* [Task]
Which lines in the listing below contain the string "clicks", matched with case counting? List each such line in full.

* [Material provided]
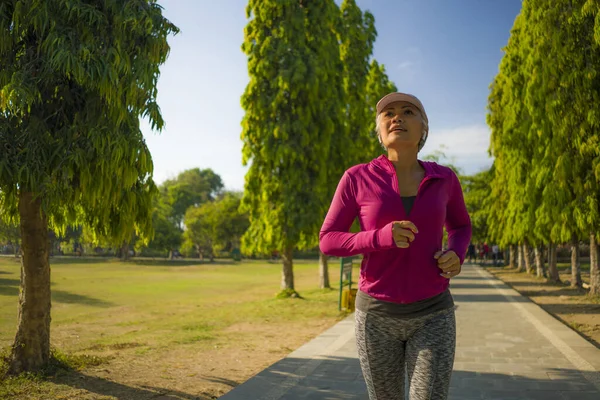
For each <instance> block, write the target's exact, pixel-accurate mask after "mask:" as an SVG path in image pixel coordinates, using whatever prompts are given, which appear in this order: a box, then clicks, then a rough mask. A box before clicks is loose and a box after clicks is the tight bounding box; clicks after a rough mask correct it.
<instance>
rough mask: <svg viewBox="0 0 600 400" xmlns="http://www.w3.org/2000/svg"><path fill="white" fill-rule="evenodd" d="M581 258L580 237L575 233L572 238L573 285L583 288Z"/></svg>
mask: <svg viewBox="0 0 600 400" xmlns="http://www.w3.org/2000/svg"><path fill="white" fill-rule="evenodd" d="M582 285H583V283H582V281H581V260H580V258H579V239H578V238H577V236H575V235H573V237H572V238H571V287H572V288H581V287H582Z"/></svg>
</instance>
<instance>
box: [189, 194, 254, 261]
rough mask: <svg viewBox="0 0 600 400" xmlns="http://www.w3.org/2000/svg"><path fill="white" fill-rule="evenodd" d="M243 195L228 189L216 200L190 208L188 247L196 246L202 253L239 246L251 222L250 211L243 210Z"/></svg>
mask: <svg viewBox="0 0 600 400" xmlns="http://www.w3.org/2000/svg"><path fill="white" fill-rule="evenodd" d="M241 197H242V196H241V194H240V193H235V192H226V193H224V194H223V195H222V196H221V197H220V198H219V199H217V200H215V201H213V202H208V203H204V204H202V205H201V206H199V207H190V208H189V209H188V211H187V212H186V214H185V219H184V223H185V226H186V230H185V232H184V234H183V236H184V238H185V242H186V243H185V245H186V247H188V248H189V247H194V248H195V249H196V251H197V252H198V253H200V254H213V252H214V251H216V250H225V251H231V250H233V249H235V248H239V243H240V239H241V237H242V235H243V234H244V233H245V232H246V230H247V229H248V225H249V221H248V216H247V214H245V213H244V212H242V211H240V203H241Z"/></svg>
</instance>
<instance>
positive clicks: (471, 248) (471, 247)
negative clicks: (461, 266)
mask: <svg viewBox="0 0 600 400" xmlns="http://www.w3.org/2000/svg"><path fill="white" fill-rule="evenodd" d="M467 257H468V258H469V262H470V263H472V262H473V259H475V262H477V254H476V253H475V245H474V244H473V243H469V248H468V249H467Z"/></svg>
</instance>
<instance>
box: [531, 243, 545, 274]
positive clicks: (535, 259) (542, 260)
mask: <svg viewBox="0 0 600 400" xmlns="http://www.w3.org/2000/svg"><path fill="white" fill-rule="evenodd" d="M533 252H534V254H535V266H536V272H537V277H538V278H543V277H544V276H545V275H546V271H545V266H544V253H543V248H542V246H535V247H534V248H533Z"/></svg>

* [Task answer]
For each <instance> block, write the target's exact, pixel-accurate mask after "mask:" as an SVG path in image pixel coordinates, using whatever prompts are given, which appear in this order: a box, then clicks, then a rough mask. A box before clicks is loose and a box after clicks is the tight bounding box; clicks after a rough mask correct it.
positive clicks: (471, 248) (471, 247)
negative clicks: (461, 266)
positive clicks: (535, 259) (542, 260)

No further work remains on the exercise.